[PAGE EXTRACT]
Chambers was discovered by a modelling scout on the Paris Metro and went on to star in advertising campaigns for Calvin Klein's fragrance range. He worked throughout Europe, Japan, and the United States for Calvin Klein, Armani, and Dolce & Gabbana. After deciding on an acting career, he relocated to New York City in the early 1990s, where he studied at the HB Studio. Studios and Ron Stetson Studios for four years.

His first major acting role was in the music video "Ants Marching" by Dave Matthews Band in 1995. He went on to land a few television roles, including a contract role as the original Nicholas Hudson in the NBC soap opera Another World, and New York Undercover. In 1998, he was cast as series regular in the short-lived CBS primetime soap opera Four Corners. Chambers has also appeared in several television films, such as Harvest of Fire, Rose Hill, and Seasons of Love.

[DATASET]
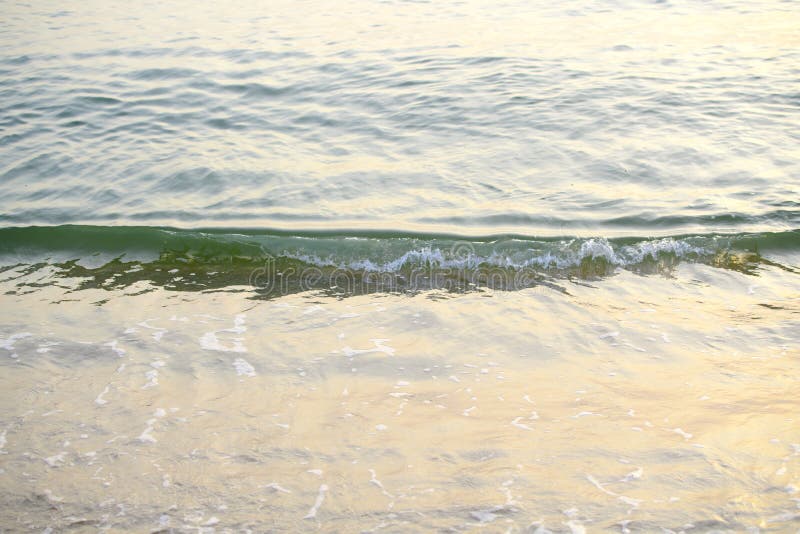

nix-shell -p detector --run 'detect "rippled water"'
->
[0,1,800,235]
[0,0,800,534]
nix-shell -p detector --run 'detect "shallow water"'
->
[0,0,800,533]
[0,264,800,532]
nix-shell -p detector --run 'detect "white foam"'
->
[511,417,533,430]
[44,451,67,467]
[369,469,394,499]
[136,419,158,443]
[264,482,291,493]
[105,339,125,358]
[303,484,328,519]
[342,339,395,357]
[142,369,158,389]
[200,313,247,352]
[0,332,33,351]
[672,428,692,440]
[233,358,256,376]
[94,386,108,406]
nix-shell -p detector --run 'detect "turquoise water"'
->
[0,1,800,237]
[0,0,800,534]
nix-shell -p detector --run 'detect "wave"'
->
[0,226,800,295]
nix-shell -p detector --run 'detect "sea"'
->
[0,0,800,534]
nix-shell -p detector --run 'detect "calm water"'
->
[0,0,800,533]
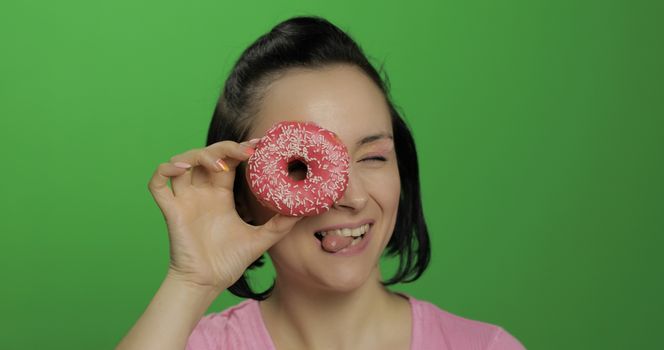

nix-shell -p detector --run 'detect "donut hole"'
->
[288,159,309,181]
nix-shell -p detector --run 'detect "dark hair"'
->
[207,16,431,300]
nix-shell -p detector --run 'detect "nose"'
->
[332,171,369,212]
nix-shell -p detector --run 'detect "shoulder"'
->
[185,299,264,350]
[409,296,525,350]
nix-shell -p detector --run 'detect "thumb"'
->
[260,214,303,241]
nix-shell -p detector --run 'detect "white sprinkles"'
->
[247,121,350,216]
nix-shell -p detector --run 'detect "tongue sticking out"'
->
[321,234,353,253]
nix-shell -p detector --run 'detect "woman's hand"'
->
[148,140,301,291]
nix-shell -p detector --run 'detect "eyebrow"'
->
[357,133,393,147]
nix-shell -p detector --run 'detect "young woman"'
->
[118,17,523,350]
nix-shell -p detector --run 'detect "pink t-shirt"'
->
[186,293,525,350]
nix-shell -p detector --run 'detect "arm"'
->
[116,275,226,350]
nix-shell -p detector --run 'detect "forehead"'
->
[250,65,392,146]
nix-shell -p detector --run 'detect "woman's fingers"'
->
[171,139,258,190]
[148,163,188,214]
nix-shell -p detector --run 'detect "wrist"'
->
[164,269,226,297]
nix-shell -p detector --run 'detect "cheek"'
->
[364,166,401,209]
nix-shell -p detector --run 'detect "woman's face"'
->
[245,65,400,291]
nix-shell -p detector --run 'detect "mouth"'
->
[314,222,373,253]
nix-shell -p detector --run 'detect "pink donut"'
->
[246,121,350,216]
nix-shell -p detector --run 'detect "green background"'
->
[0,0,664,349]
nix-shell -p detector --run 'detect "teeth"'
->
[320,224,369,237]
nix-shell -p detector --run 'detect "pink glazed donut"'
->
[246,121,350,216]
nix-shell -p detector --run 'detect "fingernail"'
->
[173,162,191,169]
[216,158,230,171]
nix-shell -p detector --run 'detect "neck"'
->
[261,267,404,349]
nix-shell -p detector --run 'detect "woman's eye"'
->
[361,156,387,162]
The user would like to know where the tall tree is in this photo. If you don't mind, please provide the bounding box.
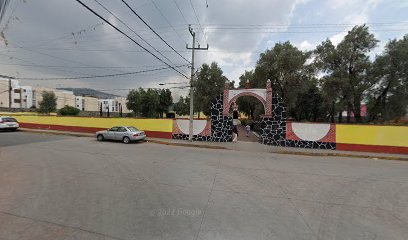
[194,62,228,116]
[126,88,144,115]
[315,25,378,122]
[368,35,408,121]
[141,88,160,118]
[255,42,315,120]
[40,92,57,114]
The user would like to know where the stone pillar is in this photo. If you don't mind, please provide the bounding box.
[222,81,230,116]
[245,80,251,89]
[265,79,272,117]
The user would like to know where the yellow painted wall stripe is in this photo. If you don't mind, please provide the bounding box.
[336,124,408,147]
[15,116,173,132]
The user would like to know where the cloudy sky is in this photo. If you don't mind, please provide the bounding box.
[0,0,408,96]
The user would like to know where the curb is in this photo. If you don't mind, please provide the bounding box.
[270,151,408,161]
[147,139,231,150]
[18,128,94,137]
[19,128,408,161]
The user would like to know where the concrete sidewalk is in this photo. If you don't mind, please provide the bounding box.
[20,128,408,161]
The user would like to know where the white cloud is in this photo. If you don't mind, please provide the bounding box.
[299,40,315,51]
---
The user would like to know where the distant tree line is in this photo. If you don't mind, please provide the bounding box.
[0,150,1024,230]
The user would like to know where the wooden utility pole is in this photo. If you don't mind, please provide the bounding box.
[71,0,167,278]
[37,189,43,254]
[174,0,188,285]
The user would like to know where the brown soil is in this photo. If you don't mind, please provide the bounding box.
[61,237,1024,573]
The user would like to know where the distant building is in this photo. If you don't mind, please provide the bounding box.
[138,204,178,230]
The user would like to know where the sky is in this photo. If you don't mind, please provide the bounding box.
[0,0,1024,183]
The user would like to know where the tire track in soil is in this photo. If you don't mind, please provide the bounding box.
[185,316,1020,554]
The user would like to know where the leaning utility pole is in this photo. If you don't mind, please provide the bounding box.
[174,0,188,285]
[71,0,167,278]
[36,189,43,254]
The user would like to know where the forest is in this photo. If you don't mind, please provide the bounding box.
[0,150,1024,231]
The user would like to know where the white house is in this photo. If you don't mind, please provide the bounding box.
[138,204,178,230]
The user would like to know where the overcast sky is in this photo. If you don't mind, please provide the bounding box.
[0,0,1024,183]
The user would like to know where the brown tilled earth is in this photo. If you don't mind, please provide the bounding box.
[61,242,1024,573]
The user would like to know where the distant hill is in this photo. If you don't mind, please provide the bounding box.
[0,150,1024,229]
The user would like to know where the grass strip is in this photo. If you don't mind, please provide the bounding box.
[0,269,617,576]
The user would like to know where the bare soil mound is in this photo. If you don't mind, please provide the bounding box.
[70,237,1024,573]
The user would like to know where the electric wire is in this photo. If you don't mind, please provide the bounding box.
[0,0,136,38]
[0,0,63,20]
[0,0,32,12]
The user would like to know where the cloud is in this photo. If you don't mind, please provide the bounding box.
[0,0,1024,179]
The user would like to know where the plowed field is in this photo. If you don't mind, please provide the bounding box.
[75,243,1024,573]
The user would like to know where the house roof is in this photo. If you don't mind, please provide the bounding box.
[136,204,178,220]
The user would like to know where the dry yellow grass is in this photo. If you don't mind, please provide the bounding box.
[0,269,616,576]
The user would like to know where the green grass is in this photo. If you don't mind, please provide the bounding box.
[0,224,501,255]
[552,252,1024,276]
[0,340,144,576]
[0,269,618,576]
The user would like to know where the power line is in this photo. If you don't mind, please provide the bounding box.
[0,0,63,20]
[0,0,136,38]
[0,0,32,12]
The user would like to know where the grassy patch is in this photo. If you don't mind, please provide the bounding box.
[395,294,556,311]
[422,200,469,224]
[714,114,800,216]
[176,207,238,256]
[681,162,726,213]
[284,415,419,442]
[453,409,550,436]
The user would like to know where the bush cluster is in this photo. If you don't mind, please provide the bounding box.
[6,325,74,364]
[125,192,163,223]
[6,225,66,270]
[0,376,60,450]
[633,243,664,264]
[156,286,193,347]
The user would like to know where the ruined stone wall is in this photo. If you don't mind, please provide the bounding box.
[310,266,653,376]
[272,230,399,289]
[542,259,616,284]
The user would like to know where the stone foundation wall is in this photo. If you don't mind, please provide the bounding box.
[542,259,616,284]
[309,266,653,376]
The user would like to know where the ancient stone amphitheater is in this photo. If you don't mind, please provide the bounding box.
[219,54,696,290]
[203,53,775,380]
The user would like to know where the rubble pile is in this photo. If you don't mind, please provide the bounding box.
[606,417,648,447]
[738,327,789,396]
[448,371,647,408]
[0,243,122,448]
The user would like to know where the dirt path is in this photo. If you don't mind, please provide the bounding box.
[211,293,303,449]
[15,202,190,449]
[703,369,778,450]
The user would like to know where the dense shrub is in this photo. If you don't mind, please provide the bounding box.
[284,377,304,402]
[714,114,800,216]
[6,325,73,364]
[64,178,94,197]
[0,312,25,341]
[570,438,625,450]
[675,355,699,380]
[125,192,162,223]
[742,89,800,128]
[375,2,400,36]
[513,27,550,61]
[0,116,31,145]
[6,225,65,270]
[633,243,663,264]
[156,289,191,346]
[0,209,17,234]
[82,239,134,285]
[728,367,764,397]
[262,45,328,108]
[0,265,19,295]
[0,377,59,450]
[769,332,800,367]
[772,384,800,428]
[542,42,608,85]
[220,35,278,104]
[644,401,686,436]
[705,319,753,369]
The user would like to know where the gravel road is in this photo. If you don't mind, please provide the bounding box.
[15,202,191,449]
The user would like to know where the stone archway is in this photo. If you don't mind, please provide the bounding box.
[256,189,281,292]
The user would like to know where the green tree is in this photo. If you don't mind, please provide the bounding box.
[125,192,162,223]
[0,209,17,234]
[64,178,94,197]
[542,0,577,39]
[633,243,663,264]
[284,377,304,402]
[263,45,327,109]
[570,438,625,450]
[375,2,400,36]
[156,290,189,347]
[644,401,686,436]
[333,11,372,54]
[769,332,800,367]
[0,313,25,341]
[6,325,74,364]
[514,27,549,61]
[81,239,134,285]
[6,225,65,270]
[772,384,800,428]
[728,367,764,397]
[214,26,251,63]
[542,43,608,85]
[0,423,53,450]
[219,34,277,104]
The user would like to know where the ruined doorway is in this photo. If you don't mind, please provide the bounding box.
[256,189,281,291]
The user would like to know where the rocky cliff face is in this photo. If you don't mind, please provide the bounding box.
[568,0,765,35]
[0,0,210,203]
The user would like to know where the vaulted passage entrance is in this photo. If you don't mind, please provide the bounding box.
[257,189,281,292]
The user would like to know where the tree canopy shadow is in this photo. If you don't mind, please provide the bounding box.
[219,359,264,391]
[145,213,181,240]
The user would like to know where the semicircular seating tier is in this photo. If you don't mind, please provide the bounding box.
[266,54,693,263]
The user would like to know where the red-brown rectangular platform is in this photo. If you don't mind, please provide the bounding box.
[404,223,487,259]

[REQUIRED ACTION 1] Return the section of the Chambers career passage starting at "His first major" and ending at "Seasons of Love.".
[REQUIRED ACTION 2] Name every television series or television film in which the Chambers career passage says he appeared.
The listing that accompanies this passage comes from a separate source.

[ANSWER 1]
His first major acting role was in the music video "Ants Marching" by Dave Matthews Band in 1995. He went on to land a few television roles, including a contract role as the original Nicholas Hudson in the NBC soap opera Another World, and New York Undercover. In 1998, he was cast as series regular in the short-lived CBS primetime soap opera Four Corners. Chambers has also appeared in several television films, such as Harvest of Fire, Rose Hill, and Seasons of Love.

[ANSWER 2]
Another World
New York Undercover
Four Corners
Harvest of Fire
Rose Hill
Seasons of Love